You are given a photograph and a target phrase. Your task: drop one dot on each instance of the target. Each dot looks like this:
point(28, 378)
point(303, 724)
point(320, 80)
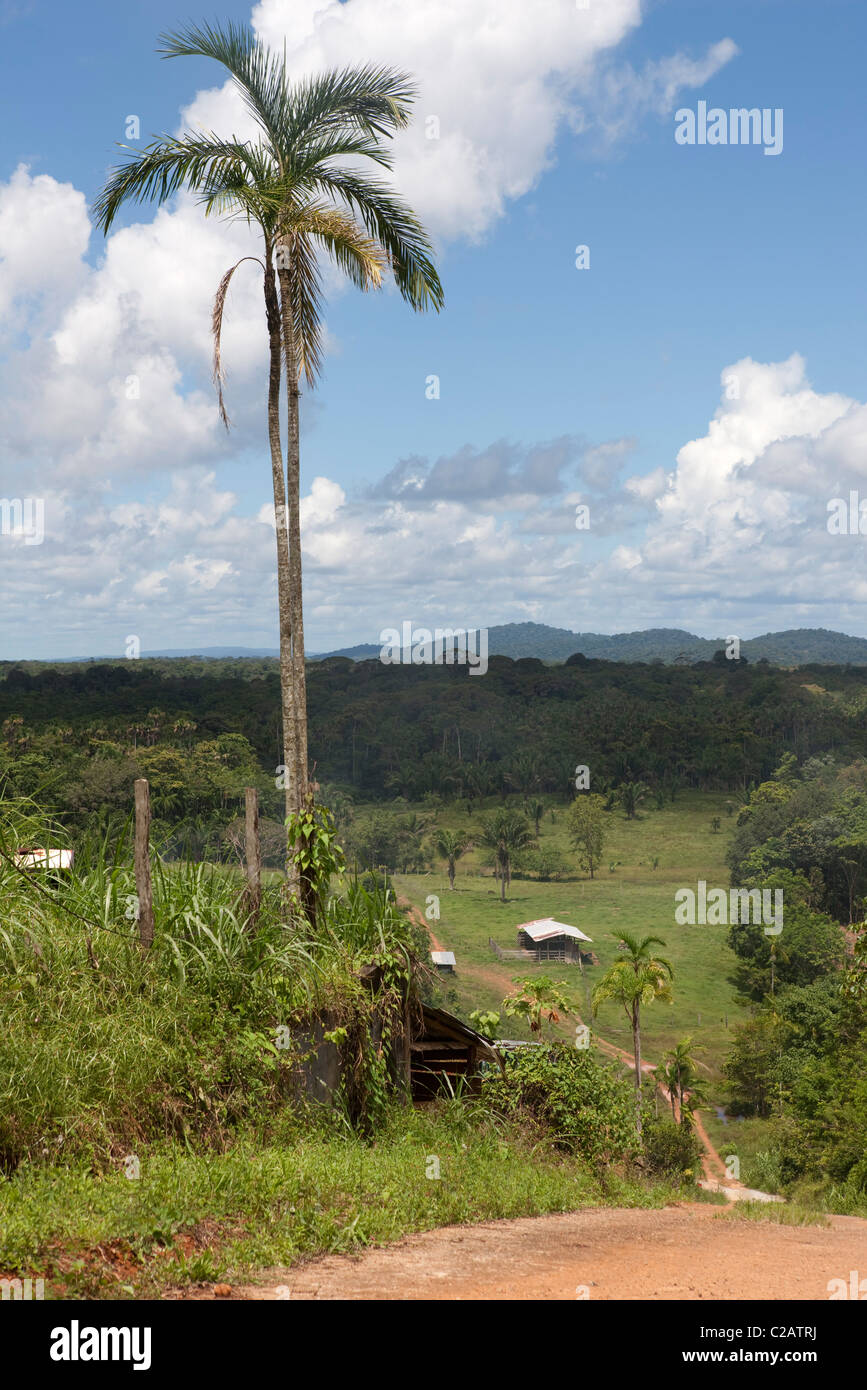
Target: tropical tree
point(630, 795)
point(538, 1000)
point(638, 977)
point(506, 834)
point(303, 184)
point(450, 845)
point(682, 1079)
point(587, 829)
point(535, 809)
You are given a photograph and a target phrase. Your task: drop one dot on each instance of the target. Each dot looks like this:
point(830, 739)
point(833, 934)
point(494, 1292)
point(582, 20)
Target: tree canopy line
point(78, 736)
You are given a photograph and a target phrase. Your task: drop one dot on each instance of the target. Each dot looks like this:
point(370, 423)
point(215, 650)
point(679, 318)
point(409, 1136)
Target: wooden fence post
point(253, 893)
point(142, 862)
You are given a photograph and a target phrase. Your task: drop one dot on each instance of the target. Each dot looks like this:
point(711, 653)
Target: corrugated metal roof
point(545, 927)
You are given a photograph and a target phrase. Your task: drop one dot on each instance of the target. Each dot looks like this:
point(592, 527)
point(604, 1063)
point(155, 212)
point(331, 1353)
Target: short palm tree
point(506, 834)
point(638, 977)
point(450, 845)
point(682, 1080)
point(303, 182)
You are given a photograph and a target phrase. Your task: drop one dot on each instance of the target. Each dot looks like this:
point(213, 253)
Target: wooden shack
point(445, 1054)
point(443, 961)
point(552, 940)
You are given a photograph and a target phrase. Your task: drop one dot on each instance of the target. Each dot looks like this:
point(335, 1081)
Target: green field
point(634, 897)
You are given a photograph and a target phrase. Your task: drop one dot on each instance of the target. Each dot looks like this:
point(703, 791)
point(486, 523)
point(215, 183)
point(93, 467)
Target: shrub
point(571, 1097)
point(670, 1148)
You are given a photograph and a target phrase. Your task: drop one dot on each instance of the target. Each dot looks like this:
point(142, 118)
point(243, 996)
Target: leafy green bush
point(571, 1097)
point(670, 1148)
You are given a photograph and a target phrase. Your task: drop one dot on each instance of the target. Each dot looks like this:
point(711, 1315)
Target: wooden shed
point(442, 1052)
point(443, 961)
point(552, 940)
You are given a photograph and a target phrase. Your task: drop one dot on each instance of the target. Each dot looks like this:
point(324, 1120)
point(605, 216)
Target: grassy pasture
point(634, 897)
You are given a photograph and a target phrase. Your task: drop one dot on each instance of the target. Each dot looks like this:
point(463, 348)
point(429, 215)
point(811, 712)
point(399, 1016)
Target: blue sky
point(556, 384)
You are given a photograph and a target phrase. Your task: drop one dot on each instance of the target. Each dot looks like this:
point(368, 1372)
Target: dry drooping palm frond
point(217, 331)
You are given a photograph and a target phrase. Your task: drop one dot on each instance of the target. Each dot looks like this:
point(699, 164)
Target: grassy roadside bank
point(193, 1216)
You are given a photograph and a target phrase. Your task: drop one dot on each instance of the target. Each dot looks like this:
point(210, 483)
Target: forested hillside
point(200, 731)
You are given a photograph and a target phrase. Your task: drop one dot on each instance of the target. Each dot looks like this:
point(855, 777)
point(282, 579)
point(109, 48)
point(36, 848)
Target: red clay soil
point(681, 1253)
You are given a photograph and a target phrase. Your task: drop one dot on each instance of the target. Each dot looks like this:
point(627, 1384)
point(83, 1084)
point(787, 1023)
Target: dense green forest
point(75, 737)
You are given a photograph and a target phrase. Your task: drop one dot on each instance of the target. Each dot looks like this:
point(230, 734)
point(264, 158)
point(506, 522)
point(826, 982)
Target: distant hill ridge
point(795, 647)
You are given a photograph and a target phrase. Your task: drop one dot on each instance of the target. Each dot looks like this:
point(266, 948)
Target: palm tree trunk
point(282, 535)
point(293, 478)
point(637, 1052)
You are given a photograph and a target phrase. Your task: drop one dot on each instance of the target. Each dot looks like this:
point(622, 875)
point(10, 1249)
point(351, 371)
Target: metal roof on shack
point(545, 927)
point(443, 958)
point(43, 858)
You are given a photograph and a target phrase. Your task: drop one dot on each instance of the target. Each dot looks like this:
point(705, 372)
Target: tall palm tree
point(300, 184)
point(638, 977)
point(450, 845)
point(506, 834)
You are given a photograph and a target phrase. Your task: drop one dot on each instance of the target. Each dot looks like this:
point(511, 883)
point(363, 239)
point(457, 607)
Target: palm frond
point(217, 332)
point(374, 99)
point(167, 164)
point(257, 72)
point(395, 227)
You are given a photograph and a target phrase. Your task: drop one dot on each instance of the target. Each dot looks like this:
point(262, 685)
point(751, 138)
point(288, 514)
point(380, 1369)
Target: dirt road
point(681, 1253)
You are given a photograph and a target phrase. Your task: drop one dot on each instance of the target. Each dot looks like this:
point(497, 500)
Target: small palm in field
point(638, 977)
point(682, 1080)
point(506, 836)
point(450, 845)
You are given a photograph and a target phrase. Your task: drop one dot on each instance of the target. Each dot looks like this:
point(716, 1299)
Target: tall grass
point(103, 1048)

::::

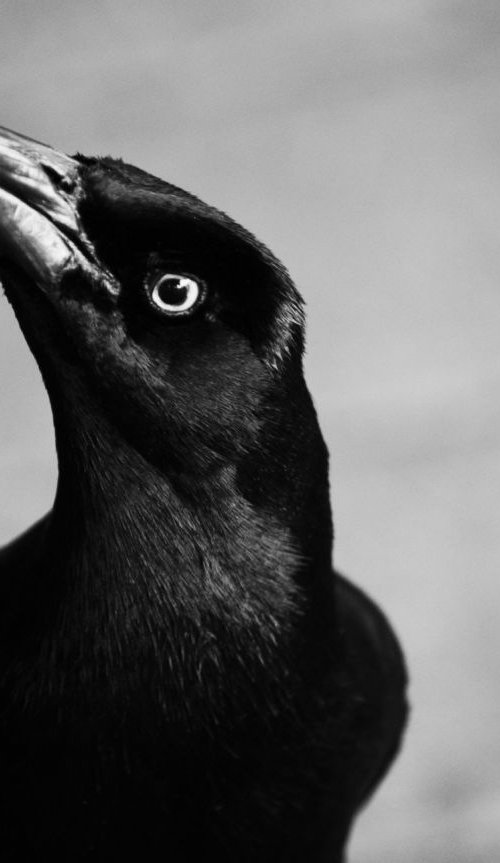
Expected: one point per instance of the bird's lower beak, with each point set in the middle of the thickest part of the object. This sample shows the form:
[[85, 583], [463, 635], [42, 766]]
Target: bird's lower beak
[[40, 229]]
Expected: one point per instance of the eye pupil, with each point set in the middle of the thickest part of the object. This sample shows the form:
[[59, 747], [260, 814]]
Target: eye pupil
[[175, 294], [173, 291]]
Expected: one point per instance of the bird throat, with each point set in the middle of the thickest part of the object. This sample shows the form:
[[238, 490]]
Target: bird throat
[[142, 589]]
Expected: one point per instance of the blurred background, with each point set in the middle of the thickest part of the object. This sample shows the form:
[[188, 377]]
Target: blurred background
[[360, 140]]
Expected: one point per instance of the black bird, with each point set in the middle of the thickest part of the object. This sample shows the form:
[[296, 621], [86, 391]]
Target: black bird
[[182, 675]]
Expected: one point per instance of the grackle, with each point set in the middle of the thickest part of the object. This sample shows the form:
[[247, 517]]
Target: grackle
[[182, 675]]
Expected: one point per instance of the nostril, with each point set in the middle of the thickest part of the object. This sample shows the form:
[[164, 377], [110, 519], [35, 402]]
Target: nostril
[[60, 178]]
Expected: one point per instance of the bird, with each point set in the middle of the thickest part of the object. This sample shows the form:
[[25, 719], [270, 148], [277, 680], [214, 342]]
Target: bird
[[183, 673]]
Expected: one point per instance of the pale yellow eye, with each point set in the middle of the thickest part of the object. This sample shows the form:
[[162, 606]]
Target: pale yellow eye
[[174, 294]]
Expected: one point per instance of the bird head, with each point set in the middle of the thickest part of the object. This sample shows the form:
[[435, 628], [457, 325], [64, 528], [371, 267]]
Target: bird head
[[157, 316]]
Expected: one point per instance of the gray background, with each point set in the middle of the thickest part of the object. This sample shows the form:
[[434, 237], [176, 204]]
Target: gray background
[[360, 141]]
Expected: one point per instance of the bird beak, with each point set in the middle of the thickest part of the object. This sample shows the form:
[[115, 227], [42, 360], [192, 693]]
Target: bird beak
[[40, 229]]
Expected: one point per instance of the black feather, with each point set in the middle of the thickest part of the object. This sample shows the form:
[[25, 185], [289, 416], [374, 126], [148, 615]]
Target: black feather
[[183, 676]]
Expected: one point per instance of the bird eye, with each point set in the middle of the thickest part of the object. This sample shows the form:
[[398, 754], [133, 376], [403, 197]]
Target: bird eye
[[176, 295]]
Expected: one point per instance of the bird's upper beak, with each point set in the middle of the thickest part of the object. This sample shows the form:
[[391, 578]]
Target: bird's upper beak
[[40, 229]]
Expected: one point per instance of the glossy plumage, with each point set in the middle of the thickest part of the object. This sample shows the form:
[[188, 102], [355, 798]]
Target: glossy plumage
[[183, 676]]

::::

● **Exercise**
Write out exactly the lines above from the line with "Target: small palm in field" through the line with "point(716, 1299)", both of them included, and leave out all other lines.

● **Output for this exercise**
Target: small palm in field
point(638, 977)
point(682, 1080)
point(506, 836)
point(450, 845)
You are given a photograph and a target phrase. Your task: drop one dot on each instance of the target. Each dot looks like this:
point(716, 1299)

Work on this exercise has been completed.